> **Passage provided**
------------

And besides all the "facts" and...humor...insofar mentioned, there are still more delicate and slightly more complex situations. I have communicated my opinion regarding homosexuality as openly as possible in another thread here in the CPA - my previous and still-standing point here concluded: I believe that homosexuality is in fact a sign of degeneration of instincts, one of the subtlest in fact, but is at the end nothing more than only one of the rather many signs and forms of active and progressive decline as far as mankind and mankind's future is concerned. I do realize that homosexuality is not even a fraction of "the problem" but only one of the many wheels that spin man's wagon towards the edge beyond which there is nothing at all - only illusion, hopeless hope, discontent, desires so unsatiable, deception, amongst hundreds of thousands of many other little and big things...

But my case, in the very least, is different and rather strange. I have heard nothing and learnt nothing that has at all influenced me to as little as rethink my stand. I have had so many studies and countless thoughts regarding this world, this animal man which we flaunt as the "rational animal" or the "conscious animal" or, even the more laughable, the "moral animal"; I have had nights when I cried solely to myself, merely gazing at the destiny of this animal, the destiny which I cannot change on my own, and sadly, the destiny that cannot be changed to begin with; I have mourned this animal's grave and death and last hour, and have overcome many so-called "conclusions," only to be confronted by other conclusions. For me to stand and admit my feelings about homosexuality, and yet at the same time have deep emotional, and rather all too involved feelings to a man whom I have met about 5 months ago gives me shivers. I have toyed with the idea, with many ideas - that my so-called "feelings" are nothing more than a phase, or a passing whim, or an untamed eccentricity, or...or...or...

Sleepless nights I have spent over it, thinking and rethinking my particular situations, unable to admit to myself what it is I am feeling and at the same time unable to deny how overwhelming, how real, how pure...the feeling really is. Not once have I been attracted to men, not "that way," and all my attractions were that of intellectual nature, and thus never bothered me or made me rethink my situation.

But this man is different. And with him it has been different now for 5 months...

Just yesterday, July 4th, for six hours I built the guts, overcame fears and worries, and had the strength to confess to my mother what I was feeling. And let me tell you one thing - the way my feelings were met is disagreeable! And this coming from my mother, a learnt, highly educated and intellectual lady. Not only was I met with complete and utter opposition, but with snide comments and suggestions as "you are sick, resist all your feelings." And then an hour later she was laughing, to which I naturally suggested that there was nothing funny, only to here her reply: "Of course it's not funny, but when you're son dies in a blink of an eye, you laugh out of denial..." I am as good as dead?...:(

And yet, when I question my feelings, even when I share my feelings with the few whom I have trusted, they tell me all the signs point towards one thing - that I am in love. That I am in love!

------------

> **Stated task 1**
In the forum post above, which names does the writer say man is flaunted as?
> **Stated task 2**
Write out the forum post above from "And yet, when" to "am in love!".

(Stored items)

------------

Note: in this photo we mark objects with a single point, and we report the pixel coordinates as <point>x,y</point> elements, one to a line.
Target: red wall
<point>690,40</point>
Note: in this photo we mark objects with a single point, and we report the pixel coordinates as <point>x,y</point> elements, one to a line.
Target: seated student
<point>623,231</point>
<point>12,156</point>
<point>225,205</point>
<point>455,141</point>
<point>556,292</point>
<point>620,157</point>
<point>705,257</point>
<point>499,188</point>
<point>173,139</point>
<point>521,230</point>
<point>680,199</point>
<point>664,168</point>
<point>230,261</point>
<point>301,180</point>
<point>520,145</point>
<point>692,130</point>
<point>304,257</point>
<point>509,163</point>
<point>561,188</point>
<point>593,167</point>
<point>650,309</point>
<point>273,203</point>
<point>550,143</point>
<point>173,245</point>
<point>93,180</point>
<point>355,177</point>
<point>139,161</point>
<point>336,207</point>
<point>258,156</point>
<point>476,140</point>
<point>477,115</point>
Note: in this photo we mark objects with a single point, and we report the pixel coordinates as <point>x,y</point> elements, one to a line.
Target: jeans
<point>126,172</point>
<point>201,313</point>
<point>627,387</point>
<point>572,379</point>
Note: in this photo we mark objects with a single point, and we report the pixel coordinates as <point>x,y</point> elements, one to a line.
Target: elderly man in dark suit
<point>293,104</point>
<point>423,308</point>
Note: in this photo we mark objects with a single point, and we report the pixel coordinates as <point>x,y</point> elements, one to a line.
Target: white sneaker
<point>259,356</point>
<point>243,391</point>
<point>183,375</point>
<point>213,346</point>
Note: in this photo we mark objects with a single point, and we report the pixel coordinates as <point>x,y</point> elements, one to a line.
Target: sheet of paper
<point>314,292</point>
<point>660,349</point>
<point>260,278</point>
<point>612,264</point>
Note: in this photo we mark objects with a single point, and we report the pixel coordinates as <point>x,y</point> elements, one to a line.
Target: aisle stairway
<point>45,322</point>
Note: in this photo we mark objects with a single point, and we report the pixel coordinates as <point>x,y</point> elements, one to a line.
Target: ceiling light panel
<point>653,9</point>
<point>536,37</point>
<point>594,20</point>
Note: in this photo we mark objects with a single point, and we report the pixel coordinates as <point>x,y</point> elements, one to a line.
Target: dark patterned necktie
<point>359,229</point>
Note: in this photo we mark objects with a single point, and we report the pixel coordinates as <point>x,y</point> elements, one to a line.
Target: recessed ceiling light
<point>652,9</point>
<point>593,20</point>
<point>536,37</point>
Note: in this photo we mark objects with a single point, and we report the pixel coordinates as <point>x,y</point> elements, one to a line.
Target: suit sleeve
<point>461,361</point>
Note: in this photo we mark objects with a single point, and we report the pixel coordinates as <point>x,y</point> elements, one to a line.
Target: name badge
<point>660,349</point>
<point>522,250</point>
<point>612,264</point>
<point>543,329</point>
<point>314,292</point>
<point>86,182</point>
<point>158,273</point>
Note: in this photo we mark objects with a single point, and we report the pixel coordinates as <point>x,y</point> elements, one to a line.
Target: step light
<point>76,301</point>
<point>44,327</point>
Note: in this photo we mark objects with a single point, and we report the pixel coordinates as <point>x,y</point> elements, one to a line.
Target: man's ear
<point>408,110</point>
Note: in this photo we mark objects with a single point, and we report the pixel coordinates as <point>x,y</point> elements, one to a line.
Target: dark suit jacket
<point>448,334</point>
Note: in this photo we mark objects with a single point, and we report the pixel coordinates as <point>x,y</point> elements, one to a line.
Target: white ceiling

------------

> **Full output 1**
the "rational animal"
the "conscious animal"
the "moral animal"

> **Full output 2**
And yet, when I question my feelings, even when I share my feelings with the few whom I have trusted, they tell me all the signs point towards one thing - that I am in love. That I am in love!